EXCERTO DO DOCUMENTO:

○ ○ ○ ○ ○ ○ ○

Para Miguel Crespo, jornalista e um dos colaboradores do estudo feito pelo Iberifier, isto já não é uma novidade, mas esta questão precisa de ser levada mais a sério. Num contexto de crise do “negócio do jornalismo” e em que se discute os problemas que afetam a liberdade de expressão do setor, a poucos meses da celebração dos 50 anos da revolução que afastou a censura política em Portugal, o investigador reflete sobre o que falta fazer nesta área, as tendências que vão influenciar os próximos tempos e a possibilidade de cooperação entre países em matéria de informação.

 

Em termos gerais, como estão o jornalismo e os média em Portugal e Espanha?

As situações em Portugal e Espanha são muito similares em alguns aspetos e muito diferentes noutros. Por um lado, são muito semelhantes no facto de haver uma grande concentração dos média nas maiores zonas urbanas da Península Ibérica (Lisboa, Madrid e Barcelona) e de haver grandes áreas – no caso português, é ainda mais claro do que no espanhol – que não têm qualquer cobertura informativa, seja de imprensa, rádio, online ou outra. Isso é obviamente um problema grave. Já se fala há algum tempo de “desertos de notícias”, principalmente em Portugal, mas, no âmbito de investigações da Iberifier, chegámos à conclusão de que também existem em Espanha, não sendo tão visíveis pela dimensão do país e pela menor centralização [dos média] comparativamente a Portugal. Grande parte da população portuguesa vive no eixo Braga-Setúbal, junto à costa, e tudo o resto, infelizmente, é paisagem sobre a qual não temos informação direta. Existem grandes regiões entre Lisboa e Madrid, por exemplo, que, de ambos os lados da fronteira, são autênticos desertos do ponto de vista comunicativo e informacional.

Por outro lado, em termos económicos, os média em Portugal parecem ser, neste momento, mais débeis do que em Espanha. Por exemplo, pela questão da concentração, já que meia dúzia de grupos concentram grande parte do negócio dos média em Portugal. Não em número de títulos, mas pela importância que estes têm em todas as plataformas: imprensa, rádio, televisão e online. Em Espanha este negócio não é tão centralizado e, apesar de também ter os seus problemas, a dimensão do país permite que a situação não pareça tão dramática.

○ ○ ○ ○ ○ ○ ○

Registos de um conjunto de anotação de pontos:
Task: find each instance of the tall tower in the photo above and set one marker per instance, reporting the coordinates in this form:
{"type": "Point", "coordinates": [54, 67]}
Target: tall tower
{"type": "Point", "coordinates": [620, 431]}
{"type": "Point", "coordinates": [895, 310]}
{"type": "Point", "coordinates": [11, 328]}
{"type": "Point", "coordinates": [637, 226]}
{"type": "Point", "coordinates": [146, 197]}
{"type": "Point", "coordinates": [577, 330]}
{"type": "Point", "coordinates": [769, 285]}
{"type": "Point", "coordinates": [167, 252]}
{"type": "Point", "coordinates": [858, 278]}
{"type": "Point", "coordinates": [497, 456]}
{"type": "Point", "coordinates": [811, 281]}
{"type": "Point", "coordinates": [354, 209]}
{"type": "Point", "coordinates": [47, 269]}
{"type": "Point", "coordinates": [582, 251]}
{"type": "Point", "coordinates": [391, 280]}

○ ○ ○ ○ ○ ○ ○

EXERCÍCIO 1:
Copie do excerto a parte que começa pelas palavras "Para Miguel Crespo, jornalista" e termina em "Portugal e Espanha?".
EXERCÍCIO 2:
Segundo o excerto, em que eixo vive grande parte da população portuguesa?

RESPOSTA 1:
Para Miguel Crespo, jornalista e um dos colaboradores do estudo feito pelo Iberifier, isto já não é uma novidade, mas esta questão precisa de ser levada mais a sério. Num contexto de crise do “negócio do jornalismo” e em que se discute os problemas que afetam a liberdade de expressão do setor, a poucos meses da celebração dos 50 anos da revolução que afastou a censura política em Portugal, o investigador reflete sobre o que falta fazer nesta área, as tendências que vão influenciar os próximos tempos e a possibilidade de cooperação entre países em matéria de informação.

 

Em termos gerais, como estão o jornalismo e os média em Portugal e Espanha?

RESPOSTA 2:
No eixo Braga-Setúbal, junto à costa.